# [Document segment]
++++++

The put is losing money. I’m still holding it. Here’s the math.
Real trades. Real money. Documented live.
The Start Here page has the full position list with live progress on every open trade.
CAT and WMT both closed at 50% profit this week. The GTC orders fired automatically — I set them when I opened the positions and never touched them again. That’s the system working.
Then there’s Merck. The stock dropped from $121 to $111.90 since I opened the put. The $110 put I sold for $2.04 is now worth $2.85. That’s a paper loss of $0.81 per contract. Most traders would look at that and close it.
I’m not closing it.
Here’s why: the mark on the option doesn’t tell me if I’m winning or losing. My effective cost basis if assigned is $107.96 — that’s the strike minus the premium I collected. MRK is still above my strike. The stock would need to fall another $4 before I even get assigned. And even if I do get assigned at $110, I own a defensive healthcare stock at $107.96. Then I sell covered calls.
The question I ask isn’t ‘is this option losing money right now?’ It’s ‘will this stock be above my strike on May 15, or am I okay owning it at my effective basis?’ If the answer to either is yes, I hold.

++++++

# [Records provided]
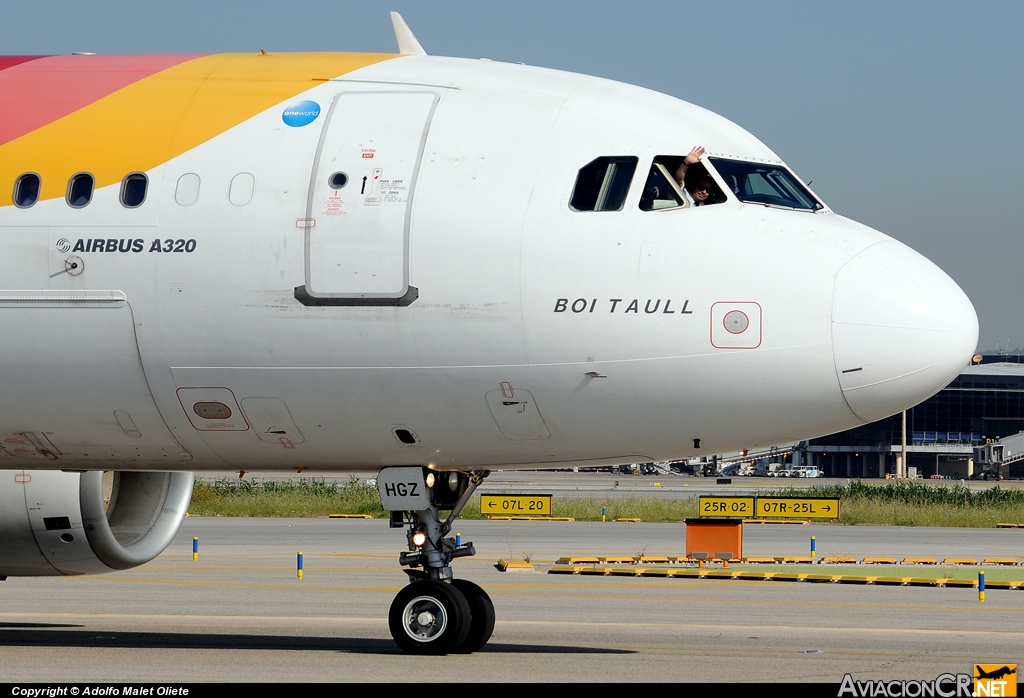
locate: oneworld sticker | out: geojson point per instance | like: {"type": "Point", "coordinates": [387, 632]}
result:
{"type": "Point", "coordinates": [301, 113]}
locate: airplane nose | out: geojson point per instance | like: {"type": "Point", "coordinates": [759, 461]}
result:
{"type": "Point", "coordinates": [902, 330]}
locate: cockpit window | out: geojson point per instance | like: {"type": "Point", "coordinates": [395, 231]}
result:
{"type": "Point", "coordinates": [675, 184]}
{"type": "Point", "coordinates": [603, 183]}
{"type": "Point", "coordinates": [662, 190]}
{"type": "Point", "coordinates": [767, 184]}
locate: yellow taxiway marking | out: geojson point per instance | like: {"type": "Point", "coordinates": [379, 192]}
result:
{"type": "Point", "coordinates": [537, 591]}
{"type": "Point", "coordinates": [774, 627]}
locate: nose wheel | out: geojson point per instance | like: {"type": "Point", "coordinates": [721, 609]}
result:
{"type": "Point", "coordinates": [429, 617]}
{"type": "Point", "coordinates": [435, 613]}
{"type": "Point", "coordinates": [441, 617]}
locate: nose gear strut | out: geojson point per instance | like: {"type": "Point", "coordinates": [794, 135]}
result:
{"type": "Point", "coordinates": [435, 613]}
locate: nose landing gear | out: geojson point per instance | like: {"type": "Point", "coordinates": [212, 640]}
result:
{"type": "Point", "coordinates": [435, 613]}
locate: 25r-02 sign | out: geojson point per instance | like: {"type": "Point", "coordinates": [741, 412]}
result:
{"type": "Point", "coordinates": [770, 507]}
{"type": "Point", "coordinates": [727, 506]}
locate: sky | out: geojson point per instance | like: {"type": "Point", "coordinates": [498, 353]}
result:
{"type": "Point", "coordinates": [905, 116]}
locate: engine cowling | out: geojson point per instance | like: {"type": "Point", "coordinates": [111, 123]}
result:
{"type": "Point", "coordinates": [58, 523]}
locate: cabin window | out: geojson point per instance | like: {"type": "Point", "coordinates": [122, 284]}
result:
{"type": "Point", "coordinates": [27, 189]}
{"type": "Point", "coordinates": [767, 184]}
{"type": "Point", "coordinates": [603, 183]}
{"type": "Point", "coordinates": [80, 190]}
{"type": "Point", "coordinates": [186, 191]}
{"type": "Point", "coordinates": [133, 190]}
{"type": "Point", "coordinates": [241, 191]}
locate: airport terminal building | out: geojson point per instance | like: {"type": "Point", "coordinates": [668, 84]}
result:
{"type": "Point", "coordinates": [983, 403]}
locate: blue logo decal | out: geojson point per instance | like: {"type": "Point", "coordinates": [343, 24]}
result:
{"type": "Point", "coordinates": [301, 113]}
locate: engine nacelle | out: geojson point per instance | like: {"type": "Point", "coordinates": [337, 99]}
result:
{"type": "Point", "coordinates": [55, 523]}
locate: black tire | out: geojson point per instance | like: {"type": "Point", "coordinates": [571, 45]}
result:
{"type": "Point", "coordinates": [429, 617]}
{"type": "Point", "coordinates": [481, 615]}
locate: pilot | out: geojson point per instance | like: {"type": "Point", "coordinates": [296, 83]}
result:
{"type": "Point", "coordinates": [704, 190]}
{"type": "Point", "coordinates": [692, 159]}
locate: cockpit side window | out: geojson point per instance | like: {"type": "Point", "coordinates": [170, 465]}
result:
{"type": "Point", "coordinates": [674, 184]}
{"type": "Point", "coordinates": [662, 190]}
{"type": "Point", "coordinates": [767, 184]}
{"type": "Point", "coordinates": [603, 183]}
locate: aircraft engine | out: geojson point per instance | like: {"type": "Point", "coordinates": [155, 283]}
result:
{"type": "Point", "coordinates": [55, 523]}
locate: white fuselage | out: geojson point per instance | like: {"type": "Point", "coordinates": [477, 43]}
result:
{"type": "Point", "coordinates": [521, 347]}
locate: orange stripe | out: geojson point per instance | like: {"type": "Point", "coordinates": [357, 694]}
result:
{"type": "Point", "coordinates": [158, 118]}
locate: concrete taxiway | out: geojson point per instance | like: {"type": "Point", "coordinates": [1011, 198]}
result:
{"type": "Point", "coordinates": [240, 613]}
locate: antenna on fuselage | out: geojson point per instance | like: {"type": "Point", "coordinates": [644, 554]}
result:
{"type": "Point", "coordinates": [408, 45]}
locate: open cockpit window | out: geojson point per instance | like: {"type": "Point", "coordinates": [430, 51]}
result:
{"type": "Point", "coordinates": [662, 190]}
{"type": "Point", "coordinates": [673, 184]}
{"type": "Point", "coordinates": [767, 184]}
{"type": "Point", "coordinates": [603, 183]}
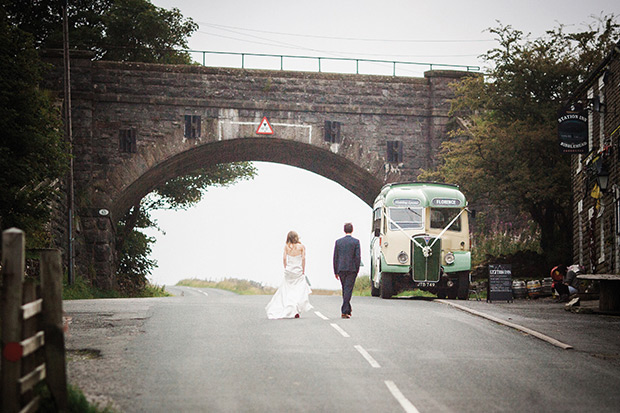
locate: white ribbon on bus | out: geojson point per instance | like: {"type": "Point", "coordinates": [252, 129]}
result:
{"type": "Point", "coordinates": [426, 250]}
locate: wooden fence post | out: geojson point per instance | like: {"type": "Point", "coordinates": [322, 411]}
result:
{"type": "Point", "coordinates": [51, 292]}
{"type": "Point", "coordinates": [13, 264]}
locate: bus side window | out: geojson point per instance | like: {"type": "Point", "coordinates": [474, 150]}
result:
{"type": "Point", "coordinates": [376, 222]}
{"type": "Point", "coordinates": [384, 219]}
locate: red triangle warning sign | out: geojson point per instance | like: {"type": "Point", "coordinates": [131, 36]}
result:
{"type": "Point", "coordinates": [264, 128]}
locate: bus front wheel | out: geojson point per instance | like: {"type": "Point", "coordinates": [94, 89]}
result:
{"type": "Point", "coordinates": [463, 285]}
{"type": "Point", "coordinates": [374, 291]}
{"type": "Point", "coordinates": [386, 285]}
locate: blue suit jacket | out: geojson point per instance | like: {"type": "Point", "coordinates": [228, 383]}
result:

++++++

# [What is asked]
Extend the trading post on the Merck put, picking up after its last sentence. The rows were taken from a different source than the text.

# [Result of the task]
That’s the framework. It keeps you from cutting the position that would have expired worthless two weeks later.
What Closed This Week
CAT $700 put, June 18 — closed at 50% profit. $22.20 in, $11.10 out. GTC fired, position done.
WMT $115 put, June 18 — same result. $2.12 in, $1.06 out. Full details on Start Here.
What I Opened This Week
With CAT and WMT closed, I opened two new positions for July expiry to keep the wheel turning:
Disney (DIS) — $95 put, July 17
Stock at $102.60 — 7.4% cushion. Disney is trading near multi-year lows. The studio pipeline is real, the parks don’t close in a soft quarter, and the balance sheet is cleaner than it’s been in years. If I get assigned at $95, I own it at a price I’d buy outright.
McDonald’s (MCD) — $280 put, July 17
Stock at $299.20, $19 cushion. MCD doesn’t need economic tailwinds — it benefits when consumers trade down. Defensive premium with room to work. Both positions have GTC orders at 50%. Set and move on.
One Rule That Keeps You Out of Trouble
When a position moves against you, there’s one number that matters: your effective cost basis. That’s the strike price minus the premium you collected. If the stock is still above your effective basis, you haven’t lost anything — you’re just waiting.
The mark on the option will move against you as the stock drops. That’s normal. It’s not a signal to close. The signal to close is when your thesis on the stock has changed, not when the option mark makes you uncomfortable.
MRK at $111.90 with a $107.96 effective basis is not a problem. It’s just a position doing what positions do.
Where Things Stand
VIX at 19. Premiums are thinner than six weeks ago but the wheel doesn’t stop — you adjust size, keep the same rules, keep running the system.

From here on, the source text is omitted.